[Records from a data source]

--------

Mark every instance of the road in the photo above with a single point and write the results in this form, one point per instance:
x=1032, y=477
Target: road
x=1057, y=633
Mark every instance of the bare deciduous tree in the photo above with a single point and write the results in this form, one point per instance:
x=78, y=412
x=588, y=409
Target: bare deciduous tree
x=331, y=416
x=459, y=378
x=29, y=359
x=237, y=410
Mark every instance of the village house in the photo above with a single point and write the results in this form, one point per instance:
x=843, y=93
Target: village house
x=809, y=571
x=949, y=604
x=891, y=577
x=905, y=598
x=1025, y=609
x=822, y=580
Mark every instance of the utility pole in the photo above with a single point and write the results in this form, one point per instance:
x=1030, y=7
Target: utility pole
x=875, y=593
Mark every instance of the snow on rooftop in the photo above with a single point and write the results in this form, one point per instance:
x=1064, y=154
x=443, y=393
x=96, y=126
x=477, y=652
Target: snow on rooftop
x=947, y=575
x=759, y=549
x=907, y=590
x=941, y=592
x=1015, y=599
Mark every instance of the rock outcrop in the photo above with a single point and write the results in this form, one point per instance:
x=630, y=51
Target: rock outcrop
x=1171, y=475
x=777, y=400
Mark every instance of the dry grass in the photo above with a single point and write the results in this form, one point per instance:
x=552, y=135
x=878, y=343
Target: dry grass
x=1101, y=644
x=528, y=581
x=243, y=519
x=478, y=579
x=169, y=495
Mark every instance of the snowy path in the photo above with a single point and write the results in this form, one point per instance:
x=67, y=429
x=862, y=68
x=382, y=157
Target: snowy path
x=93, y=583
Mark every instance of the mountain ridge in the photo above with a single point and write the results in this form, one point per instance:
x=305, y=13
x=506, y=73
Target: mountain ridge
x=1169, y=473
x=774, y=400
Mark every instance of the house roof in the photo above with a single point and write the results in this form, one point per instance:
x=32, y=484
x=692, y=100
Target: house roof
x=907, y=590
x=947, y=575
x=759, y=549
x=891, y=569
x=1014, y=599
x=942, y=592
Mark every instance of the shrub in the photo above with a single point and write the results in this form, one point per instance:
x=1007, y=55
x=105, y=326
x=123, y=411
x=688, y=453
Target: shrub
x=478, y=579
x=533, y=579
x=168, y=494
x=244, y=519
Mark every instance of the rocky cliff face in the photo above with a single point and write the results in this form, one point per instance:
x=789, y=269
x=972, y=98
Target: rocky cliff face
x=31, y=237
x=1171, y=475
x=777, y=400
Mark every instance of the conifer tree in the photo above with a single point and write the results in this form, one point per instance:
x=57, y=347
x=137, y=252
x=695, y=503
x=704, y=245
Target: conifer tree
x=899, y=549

--------

# Activity
Lines to set down from above: the line with "Mark every instance of the dry", the line with "x=692, y=100", and every line between, each exactly as written.

# Answer space
Mark every instance of the dry grass in the photo above with a single point and write the results in this form, one point per instance:
x=552, y=135
x=878, y=343
Target: dry grass
x=1101, y=644
x=528, y=581
x=243, y=519
x=478, y=579
x=169, y=495
Mark every instance of the snowy path in the photo above with a single point and write the results in this form, one point per instance:
x=67, y=429
x=862, y=68
x=382, y=157
Target: snowy path
x=93, y=583
Mark every instance of the mountain ridge in the photo above with a single point and write the results in this form, one point per instance:
x=305, y=13
x=506, y=73
Target: mountain ridge
x=1169, y=473
x=774, y=400
Mark every instance of the house roof in the photo above with a single point and write the results in this form, one point per instance:
x=32, y=484
x=692, y=100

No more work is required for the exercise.